- [LISTED ENTRIES]:

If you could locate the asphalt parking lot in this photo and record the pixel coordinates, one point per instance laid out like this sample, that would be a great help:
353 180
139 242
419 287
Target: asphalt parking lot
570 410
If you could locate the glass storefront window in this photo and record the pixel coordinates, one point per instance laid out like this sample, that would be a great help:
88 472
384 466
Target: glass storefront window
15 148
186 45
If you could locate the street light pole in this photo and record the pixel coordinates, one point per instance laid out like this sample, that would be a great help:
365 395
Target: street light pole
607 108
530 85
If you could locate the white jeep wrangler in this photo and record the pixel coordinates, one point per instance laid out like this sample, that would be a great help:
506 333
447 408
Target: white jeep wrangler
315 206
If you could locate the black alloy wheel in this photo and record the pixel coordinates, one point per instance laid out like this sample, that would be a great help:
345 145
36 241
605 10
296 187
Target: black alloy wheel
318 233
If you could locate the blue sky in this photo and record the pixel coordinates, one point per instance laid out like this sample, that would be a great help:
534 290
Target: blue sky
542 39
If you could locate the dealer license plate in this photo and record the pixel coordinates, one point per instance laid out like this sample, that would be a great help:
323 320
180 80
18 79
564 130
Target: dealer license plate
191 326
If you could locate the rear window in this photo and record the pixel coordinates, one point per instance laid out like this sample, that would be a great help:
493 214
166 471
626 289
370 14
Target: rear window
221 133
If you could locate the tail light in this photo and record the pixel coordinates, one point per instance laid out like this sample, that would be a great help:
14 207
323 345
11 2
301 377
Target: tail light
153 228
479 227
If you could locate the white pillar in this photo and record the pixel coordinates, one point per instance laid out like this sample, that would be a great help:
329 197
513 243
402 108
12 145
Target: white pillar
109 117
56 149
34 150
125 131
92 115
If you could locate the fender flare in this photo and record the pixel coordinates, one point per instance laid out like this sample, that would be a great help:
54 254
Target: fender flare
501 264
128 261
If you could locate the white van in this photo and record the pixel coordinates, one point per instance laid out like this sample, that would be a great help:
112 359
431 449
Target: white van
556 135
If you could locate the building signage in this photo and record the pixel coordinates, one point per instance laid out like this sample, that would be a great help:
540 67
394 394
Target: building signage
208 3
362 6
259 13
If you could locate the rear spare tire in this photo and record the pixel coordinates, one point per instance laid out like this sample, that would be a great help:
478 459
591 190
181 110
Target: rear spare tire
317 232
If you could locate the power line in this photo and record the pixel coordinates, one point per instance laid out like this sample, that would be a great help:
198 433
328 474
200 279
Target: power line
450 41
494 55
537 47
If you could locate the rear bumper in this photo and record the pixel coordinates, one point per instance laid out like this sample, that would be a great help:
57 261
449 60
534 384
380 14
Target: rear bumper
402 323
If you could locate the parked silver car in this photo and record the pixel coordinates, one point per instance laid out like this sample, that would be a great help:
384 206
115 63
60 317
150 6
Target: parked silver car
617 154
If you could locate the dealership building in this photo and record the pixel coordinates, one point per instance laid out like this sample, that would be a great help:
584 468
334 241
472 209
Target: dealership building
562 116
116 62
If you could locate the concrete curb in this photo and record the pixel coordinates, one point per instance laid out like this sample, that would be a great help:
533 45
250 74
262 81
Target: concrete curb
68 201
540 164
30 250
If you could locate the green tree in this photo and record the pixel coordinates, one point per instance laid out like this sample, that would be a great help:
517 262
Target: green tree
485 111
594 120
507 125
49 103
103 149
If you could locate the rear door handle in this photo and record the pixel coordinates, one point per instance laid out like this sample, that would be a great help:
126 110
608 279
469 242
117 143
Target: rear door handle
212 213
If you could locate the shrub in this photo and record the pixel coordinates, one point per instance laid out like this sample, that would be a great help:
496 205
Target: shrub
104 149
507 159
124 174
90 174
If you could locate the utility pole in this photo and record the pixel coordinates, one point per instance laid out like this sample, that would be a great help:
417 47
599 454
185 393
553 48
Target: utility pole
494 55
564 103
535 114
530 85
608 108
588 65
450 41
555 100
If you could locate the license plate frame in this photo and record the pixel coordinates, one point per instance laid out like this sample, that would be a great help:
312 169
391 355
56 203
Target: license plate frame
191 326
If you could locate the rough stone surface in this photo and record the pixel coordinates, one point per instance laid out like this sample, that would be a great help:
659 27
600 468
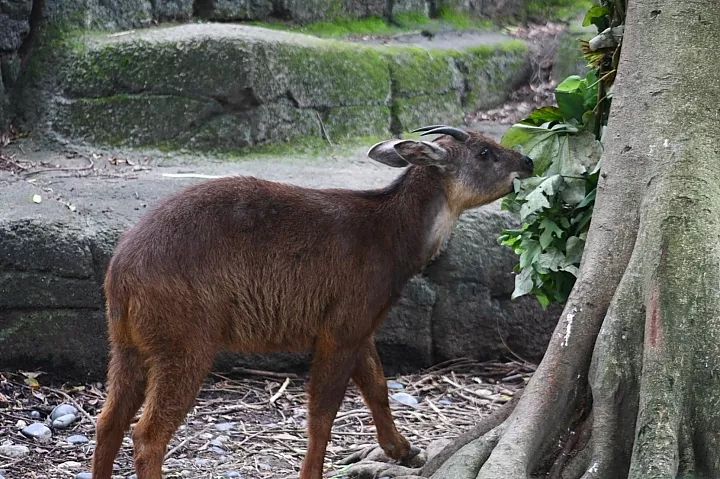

- [EXERCISE DIRECTIONS]: Everything in the listing, except its images, should be set down exactly.

- [RESULT BELOW]:
If you could locate the asphalt parking lot in this photo and record the pixel coordinates, one point per instance laid out like this sample, that would be a great help:
353 180
139 242
419 287
Target: asphalt parking lot
570 410
If you could locate the glass storefront window in this photo and record the pixel coordinates, one point per instance laid out like this sample, that would be a great help:
88 472
384 466
Target: glass storefront window
15 148
186 45
If you could locate the street light pole in this photo and record the pixel coordinates, one point per instance laid out like this sample, that would be a great help:
365 395
Target: street light pole
607 108
530 85
If you could locate the white jeep wrangler in this photo and record the pixel coordinates, one point per instance laid out like this sample, that would be a great help:
506 333
447 408
Target: white jeep wrangler
315 206
If you could locate the black alloy wheel in this photo and record the pixel coordinates, one point per instance laid out like this sample, that would be a great help:
345 145
36 241
605 10
296 187
Target: black alloy wheel
318 233
If you could locate the blue sky in this photo and record the pixel coordinates, one point per instance laid out like this sample, that would be a great help:
534 290
Target: blue sky
542 39
If you could locate the dealer license plate in this photo and record the pixel coordinates, one point per instance laid out like this sample, that would be a great help:
323 320
180 80
18 79
564 130
Target: dealer license plate
191 326
If you could locate the rear window in this photo and record the pixel coordinates, one point per instance laid out like this sample, that would be a great help:
493 214
166 471
626 289
370 14
Target: rear window
221 133
If you could locate the tail light in this photo and record the pixel coordinates, one point per instance laid out like this sample, that would be a great help:
14 207
323 345
11 2
301 377
Target: tail light
153 228
479 227
If you could locate the white pillar in this photo and record the pixel coordinates, one point per instance laid out like this sample, that would be a great help:
329 197
513 243
402 108
12 145
Target: white pillar
109 117
56 149
34 150
125 131
92 115
If you could locate the fender flare in this photo and record the pixel coordinates, one point per instance laid out like this sample, that would be a great help:
54 254
Target: fender flare
501 264
128 261
If you could locate the white van in this photo and record the pixel coordinates, one point per instance laid out like this sample, that would be a great help:
112 359
431 449
Target: white van
556 135
If you could locate the building signage in this photo and record the pixel coordinates, one point per instance laid out like this sample, that would be a great help:
540 67
394 394
Target: building signage
208 3
362 6
259 13
If you could locate the rear spare tire in this photo and record the pixel coordinates, one point per instance laid out like this sample, that would be a great help:
478 459
591 190
181 110
Target: rear spare tire
317 232
If you could locate the power line in this photo and record the pixel coordinates, one point per instance laid out like this sample, that would be a great help:
198 433
328 474
200 279
Target: power line
450 41
494 55
537 47
If you could locate the rear bumper in this photo and record the pixel coordinates, one point per instance laid out like this sample, that would be a great help:
57 261
449 60
534 384
380 14
Target: rear bumper
402 323
If you could locate the parked silver car in this photo and record the pixel coordinates, one point per instance laid out like this sample, that would be a great help:
384 206
115 63
60 317
150 6
Target: parked silver car
617 154
If you could locate the dealership building in this photo and record the pixel coordinates, one point per instance laid out like this sample, that would be a great help:
584 468
334 241
472 209
Target: dealership building
562 116
116 62
If you could locate the concrete curb in this photo and record the pixel coordinates, one point per instance laid out like this sample, that would be a great help:
533 45
250 74
262 81
Target: concrete curb
68 201
540 164
30 250
If you could locate the green tree in this photo and record the pixel coordinates, one point per instance laid out like this sample, that would be a great help:
517 262
Target: green tree
485 111
594 120
507 125
49 103
103 149
If you could locate the rear door handle in this photo and record the pixel coordinates, one point per instance laid out like this sample, that would be a great help:
126 110
608 279
469 242
117 143
Target: rear door handle
212 213
If you could locate the shrub in this photo and record the pixel coordinates, one point per instance laid out like this sample, that would be a great help:
496 205
Target: shrub
104 149
507 159
124 174
90 174
If you could locate the utility pole in this photo and record the pixel coordinates, one point per instance laid out like this sample, that would be a great help:
417 47
599 454
185 393
553 48
Target: utility pole
494 55
564 103
535 114
530 85
608 108
588 65
450 41
555 100
If you could locate the license plate frame in this photo and record the pixel coordinates, one point per instance laid out like this sample, that would be a great help:
312 169
391 355
56 203
Target: license plate frame
191 326
If you could locate the rough stone surface in this photo and record the pixel coordinates, one point per instance laid out like this sample, that would be a great help:
659 27
600 468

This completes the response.